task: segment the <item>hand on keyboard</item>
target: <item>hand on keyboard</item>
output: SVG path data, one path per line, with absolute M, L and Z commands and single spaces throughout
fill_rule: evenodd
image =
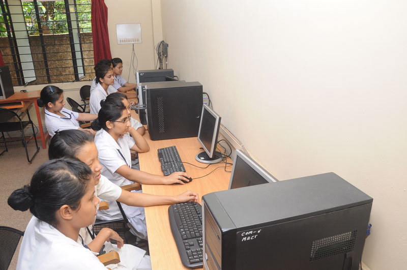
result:
M 180 203 L 181 202 L 199 202 L 199 197 L 198 194 L 192 191 L 186 191 L 182 194 L 176 196 L 176 200 L 177 201 L 175 203 Z
M 185 183 L 182 182 L 182 180 L 189 182 L 189 175 L 186 172 L 176 171 L 169 175 L 164 176 L 164 184 L 165 185 L 171 185 L 171 184 L 178 183 L 184 185 Z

------------------------------------------------------------------------

# [Given problem]
Rewrite the items above, replacing "keyboard" with "laptop keyboard" everywhere and keeping everything else the same. Leave the pictures out of your answer.

# [Result]
task: segment the <item>hand on laptop keyboard</item>
target: <item>hand on laptop keyboard</item>
output: SVG path data, one path per line, with absolute M, L and Z commands and single spaces throughout
fill_rule: evenodd
image =
result:
M 180 203 L 181 202 L 199 202 L 199 197 L 198 194 L 192 191 L 186 191 L 182 194 L 176 196 L 176 200 L 177 201 L 175 203 Z
M 185 183 L 182 182 L 182 180 L 189 182 L 189 175 L 186 172 L 176 171 L 169 175 L 164 176 L 164 184 L 165 185 L 171 185 L 171 184 L 178 183 L 184 185 Z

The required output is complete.